### Material supplied
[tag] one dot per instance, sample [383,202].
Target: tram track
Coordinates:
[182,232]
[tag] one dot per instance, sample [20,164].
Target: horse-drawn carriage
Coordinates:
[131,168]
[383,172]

### Stated goal
Retype every record above exactly as it appears.

### Reply to the exercise
[tag] one dot per instance, sample [383,202].
Target: tram track
Coordinates:
[182,232]
[tag] one dot per instance, sample [20,164].
Target: horse-drawn carriage
Coordinates:
[131,168]
[383,172]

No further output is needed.